▶ _Exercise text_:
* * *

College is interesting because it feels like time moves so slowly, but by the end you realize it flew by. Everyone’s college experience is unique, and can be completely changed by a single decision to join an organization or even take a certain class. This is by no means a comprehensive guide to doing well in college, but rather some tips that I would have appreciated knowing going into college.
Join some form of an organization as soon as possible. This could be a recognized student organization (RSO), sports team, or Greek life, or something else. This doesn’t sound like academic advice, but feeling like you belong to a community can go a long way to help your mental happiness. And while you may think that has no effect on your grades, being happy is more than half the battle.
Befriend older students. It’s great if the majority of your friends are your year, but older students can give you valuable perspective on classes, career choices, or organizations without you having to experience yourself. No one knows what you’ll have to go through better than someone who’s already done it before.

* * *

▶ _Data below_:
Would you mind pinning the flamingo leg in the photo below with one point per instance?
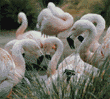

* * *

▶ _Exercises_:
1/ List the kinds of organization that the college tips text names as options to join.
2/ According to the college tips text, what is "more than half the battle"?
3/ Write out the part of the college tips text between "College is interesting" and "going into college.", inclusive.

▶ _Task-by-task results_:
1/ A recognized student organization (RSO), a sports team, and Greek life

2/ Being happy.

3/
College is interesting because it feels like time moves so slowly, but by the end you realize it flew by. Everyone’s college experience is unique, and can be completely changed by a single decision to join an organization or even take a certain class. This is by no means a comprehensive guide to doing well in college, but rather some tips that I would have appreciated knowing going into college.